### [What is asked]
Give again, word for word, only the lines from the one containing "Identify the drawstring" through the final line.

begin Information given

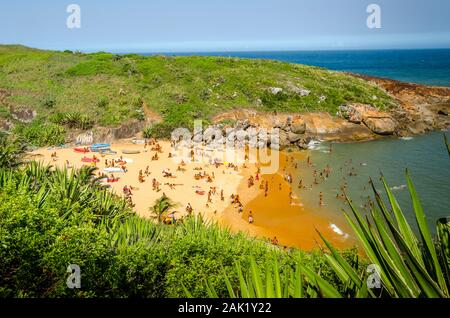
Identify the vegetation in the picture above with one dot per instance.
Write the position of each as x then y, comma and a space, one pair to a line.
407, 266
162, 207
50, 218
41, 134
110, 89
11, 151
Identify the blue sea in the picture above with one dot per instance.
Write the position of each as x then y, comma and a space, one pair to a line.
426, 66
425, 156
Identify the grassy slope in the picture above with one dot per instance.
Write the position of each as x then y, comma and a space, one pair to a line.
179, 88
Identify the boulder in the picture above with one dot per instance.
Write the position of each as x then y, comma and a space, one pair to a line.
381, 125
294, 137
304, 142
298, 126
275, 90
284, 139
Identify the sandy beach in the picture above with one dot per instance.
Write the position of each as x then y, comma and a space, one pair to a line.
275, 215
185, 187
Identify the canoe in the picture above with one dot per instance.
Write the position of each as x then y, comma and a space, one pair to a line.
81, 150
113, 170
127, 160
100, 149
130, 152
101, 146
85, 159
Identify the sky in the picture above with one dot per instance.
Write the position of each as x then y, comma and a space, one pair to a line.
225, 25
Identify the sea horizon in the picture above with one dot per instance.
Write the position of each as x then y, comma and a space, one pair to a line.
420, 66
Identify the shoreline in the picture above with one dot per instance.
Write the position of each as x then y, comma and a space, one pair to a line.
294, 226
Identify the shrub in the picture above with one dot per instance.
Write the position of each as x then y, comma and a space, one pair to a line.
41, 134
73, 119
103, 102
159, 130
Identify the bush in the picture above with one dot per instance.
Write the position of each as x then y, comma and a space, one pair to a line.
159, 130
73, 119
103, 102
41, 134
49, 103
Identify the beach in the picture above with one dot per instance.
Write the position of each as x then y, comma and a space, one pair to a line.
278, 215
184, 185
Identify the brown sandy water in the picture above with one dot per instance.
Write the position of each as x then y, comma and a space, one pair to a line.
292, 223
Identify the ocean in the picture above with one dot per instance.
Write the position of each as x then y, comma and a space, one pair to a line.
425, 66
424, 156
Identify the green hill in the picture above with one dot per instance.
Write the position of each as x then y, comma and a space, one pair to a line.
75, 90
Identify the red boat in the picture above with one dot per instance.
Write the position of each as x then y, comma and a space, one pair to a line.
86, 159
81, 150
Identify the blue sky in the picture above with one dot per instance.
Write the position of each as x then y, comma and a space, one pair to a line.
225, 25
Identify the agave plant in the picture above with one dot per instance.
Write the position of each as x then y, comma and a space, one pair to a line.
409, 266
161, 207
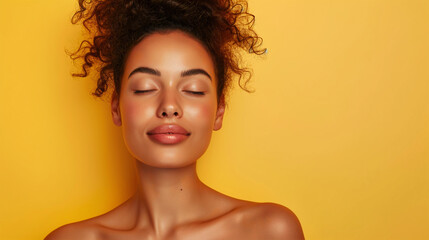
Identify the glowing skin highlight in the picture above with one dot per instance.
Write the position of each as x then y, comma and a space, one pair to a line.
167, 110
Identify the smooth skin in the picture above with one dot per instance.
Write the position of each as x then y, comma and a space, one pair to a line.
170, 202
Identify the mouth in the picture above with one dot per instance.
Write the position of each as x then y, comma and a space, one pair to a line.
168, 134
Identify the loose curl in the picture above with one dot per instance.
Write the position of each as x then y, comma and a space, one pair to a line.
116, 26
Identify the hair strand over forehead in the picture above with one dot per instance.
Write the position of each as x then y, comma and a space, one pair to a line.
224, 27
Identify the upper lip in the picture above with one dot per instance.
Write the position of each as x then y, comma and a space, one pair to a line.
169, 129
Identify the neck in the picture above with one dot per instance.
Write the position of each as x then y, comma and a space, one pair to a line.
166, 196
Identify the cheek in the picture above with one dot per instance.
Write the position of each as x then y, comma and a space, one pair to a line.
135, 112
202, 114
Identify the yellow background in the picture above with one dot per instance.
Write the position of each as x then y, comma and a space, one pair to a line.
338, 129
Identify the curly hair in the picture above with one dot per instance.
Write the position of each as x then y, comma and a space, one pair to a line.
116, 26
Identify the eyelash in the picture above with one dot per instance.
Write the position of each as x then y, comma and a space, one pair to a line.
143, 91
195, 92
191, 92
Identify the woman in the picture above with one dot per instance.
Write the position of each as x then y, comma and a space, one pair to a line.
170, 63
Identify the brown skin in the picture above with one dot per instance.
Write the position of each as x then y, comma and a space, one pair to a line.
170, 201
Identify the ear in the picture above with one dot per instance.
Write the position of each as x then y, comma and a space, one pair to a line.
116, 112
219, 115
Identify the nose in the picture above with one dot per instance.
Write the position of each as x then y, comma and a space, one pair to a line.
169, 107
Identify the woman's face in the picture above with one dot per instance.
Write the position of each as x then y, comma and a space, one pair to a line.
168, 107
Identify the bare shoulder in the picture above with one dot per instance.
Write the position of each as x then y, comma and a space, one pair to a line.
274, 221
91, 229
80, 230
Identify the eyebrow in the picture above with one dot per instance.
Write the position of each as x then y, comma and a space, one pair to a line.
155, 72
145, 70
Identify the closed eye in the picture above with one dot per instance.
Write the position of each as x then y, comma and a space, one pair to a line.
195, 92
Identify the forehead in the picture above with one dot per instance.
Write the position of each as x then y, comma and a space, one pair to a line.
170, 53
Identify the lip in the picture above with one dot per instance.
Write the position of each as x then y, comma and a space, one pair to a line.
168, 134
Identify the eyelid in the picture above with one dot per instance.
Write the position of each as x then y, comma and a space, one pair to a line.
143, 91
195, 92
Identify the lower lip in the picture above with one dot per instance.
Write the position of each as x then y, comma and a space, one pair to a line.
168, 138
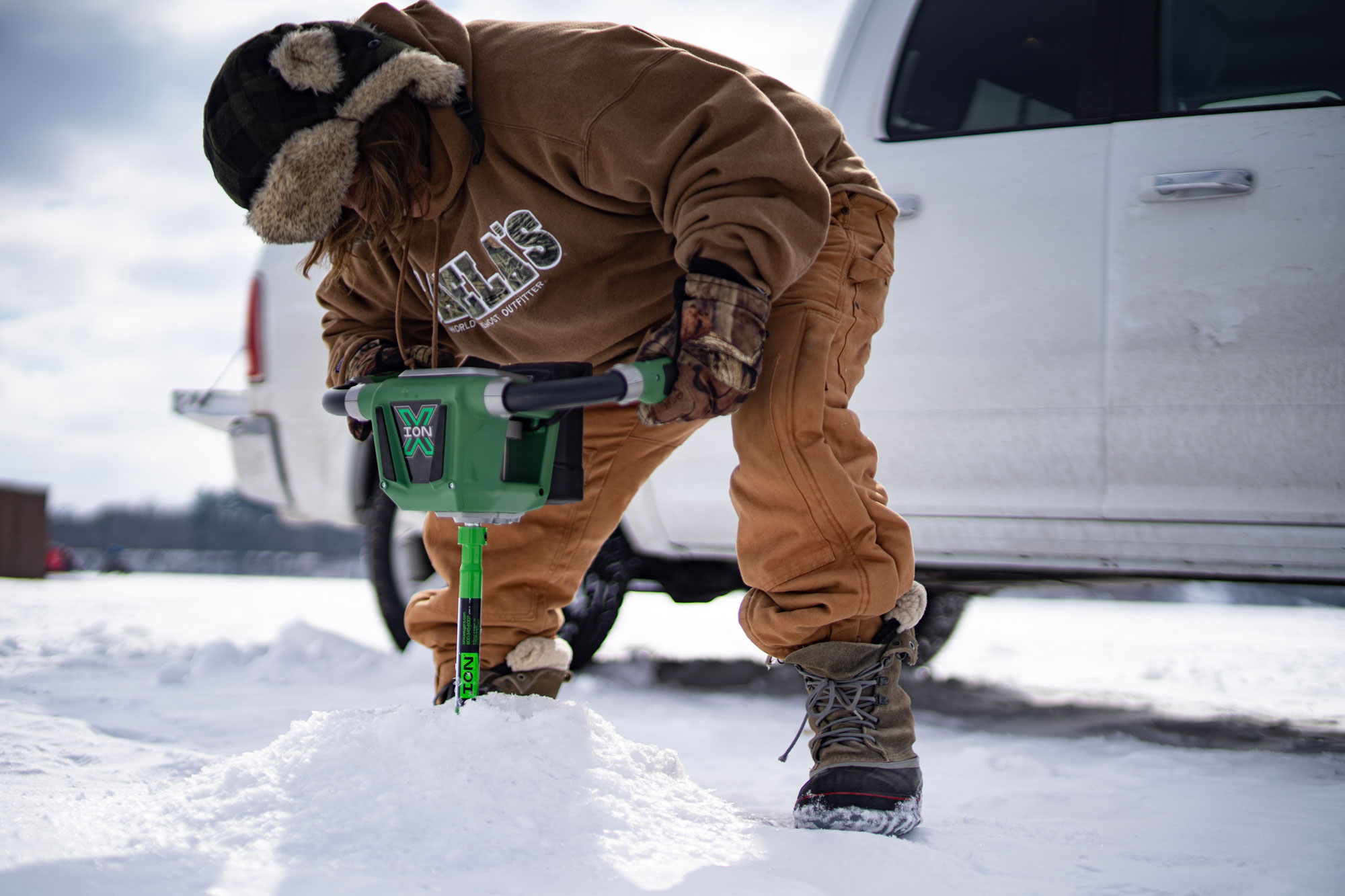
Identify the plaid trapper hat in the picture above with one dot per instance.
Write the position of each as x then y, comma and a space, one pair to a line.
284, 112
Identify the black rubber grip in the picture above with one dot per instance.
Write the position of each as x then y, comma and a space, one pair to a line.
334, 401
558, 395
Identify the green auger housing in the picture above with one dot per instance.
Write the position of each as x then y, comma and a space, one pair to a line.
481, 444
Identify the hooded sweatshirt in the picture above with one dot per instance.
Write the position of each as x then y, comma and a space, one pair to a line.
613, 159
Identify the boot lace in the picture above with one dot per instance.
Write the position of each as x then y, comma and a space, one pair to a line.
855, 701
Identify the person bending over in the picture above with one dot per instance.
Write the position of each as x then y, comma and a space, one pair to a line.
572, 192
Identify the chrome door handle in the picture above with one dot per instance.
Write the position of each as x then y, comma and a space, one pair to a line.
909, 206
1198, 185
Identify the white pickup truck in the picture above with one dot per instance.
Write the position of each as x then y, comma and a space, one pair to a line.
1116, 338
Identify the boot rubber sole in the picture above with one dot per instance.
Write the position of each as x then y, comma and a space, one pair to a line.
875, 801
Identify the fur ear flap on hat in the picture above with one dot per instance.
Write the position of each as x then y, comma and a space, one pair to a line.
309, 60
289, 151
426, 77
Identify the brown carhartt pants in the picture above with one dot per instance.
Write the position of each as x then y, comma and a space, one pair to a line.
822, 552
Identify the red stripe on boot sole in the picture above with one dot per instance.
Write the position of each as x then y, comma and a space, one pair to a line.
851, 792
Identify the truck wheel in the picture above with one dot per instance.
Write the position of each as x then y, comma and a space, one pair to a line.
942, 615
399, 567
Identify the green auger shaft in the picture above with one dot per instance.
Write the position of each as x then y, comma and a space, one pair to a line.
473, 538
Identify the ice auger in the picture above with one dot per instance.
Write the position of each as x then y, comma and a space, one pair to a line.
486, 446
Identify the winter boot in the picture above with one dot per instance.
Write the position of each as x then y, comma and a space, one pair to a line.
536, 666
866, 774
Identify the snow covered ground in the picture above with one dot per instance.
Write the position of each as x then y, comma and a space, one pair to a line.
174, 735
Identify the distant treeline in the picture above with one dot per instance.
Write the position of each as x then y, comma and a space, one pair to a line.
215, 521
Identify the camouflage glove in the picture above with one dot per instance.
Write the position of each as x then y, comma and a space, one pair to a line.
716, 335
375, 357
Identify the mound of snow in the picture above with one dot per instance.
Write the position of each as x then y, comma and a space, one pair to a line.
512, 790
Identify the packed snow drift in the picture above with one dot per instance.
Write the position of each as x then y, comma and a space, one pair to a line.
169, 735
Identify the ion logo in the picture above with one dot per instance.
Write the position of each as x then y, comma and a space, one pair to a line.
418, 434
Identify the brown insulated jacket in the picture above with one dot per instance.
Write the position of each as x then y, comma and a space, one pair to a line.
613, 158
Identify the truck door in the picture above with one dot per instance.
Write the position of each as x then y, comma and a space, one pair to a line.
1226, 326
985, 389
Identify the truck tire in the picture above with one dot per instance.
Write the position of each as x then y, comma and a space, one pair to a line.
399, 567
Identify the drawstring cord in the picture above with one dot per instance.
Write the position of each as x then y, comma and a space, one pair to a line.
432, 295
397, 303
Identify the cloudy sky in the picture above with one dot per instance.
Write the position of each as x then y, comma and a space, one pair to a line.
124, 268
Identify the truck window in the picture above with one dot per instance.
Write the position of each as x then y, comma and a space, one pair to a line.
1230, 54
972, 67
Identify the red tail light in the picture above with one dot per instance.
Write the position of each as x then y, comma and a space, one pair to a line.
256, 368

end Information given

### [Finished answer]
Identify the drawstring cord in the picture above with one dot per instance.
Write the position of each as x then y, comma and a space, one pair to a line.
432, 295
397, 303
Identify the cloudy sky in the picture above with one dot per instance.
Write the position of each as x then y, comma and a space, one pair to a line.
124, 268
Identify the truck window in the picture above with one dot per instance.
Write the position of each as x then y, comma and a space, one pair to a line.
1230, 54
972, 67
Identify the red tail light in the picture above with one dot per instance.
Write the position of each as x then y, comma and a space, one pair to a line.
256, 368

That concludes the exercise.